## Stated goal
How many lines in the listing below contain the string "blurred"? Case matters; give only the number.

━━━ Entries provided ━━━

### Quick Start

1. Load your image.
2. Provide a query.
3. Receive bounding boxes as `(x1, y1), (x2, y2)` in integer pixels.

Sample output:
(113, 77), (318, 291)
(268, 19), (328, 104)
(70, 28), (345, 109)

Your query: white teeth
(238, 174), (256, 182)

━━━
━━━ Entries provided ━━━

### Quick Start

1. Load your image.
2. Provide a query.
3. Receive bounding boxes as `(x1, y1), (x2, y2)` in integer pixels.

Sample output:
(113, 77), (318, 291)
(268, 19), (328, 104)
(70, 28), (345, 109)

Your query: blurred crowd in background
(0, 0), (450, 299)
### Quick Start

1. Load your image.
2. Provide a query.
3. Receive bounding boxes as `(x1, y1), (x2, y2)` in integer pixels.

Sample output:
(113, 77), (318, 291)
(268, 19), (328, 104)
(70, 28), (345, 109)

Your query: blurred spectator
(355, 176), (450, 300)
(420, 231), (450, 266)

━━━

## Answer below
2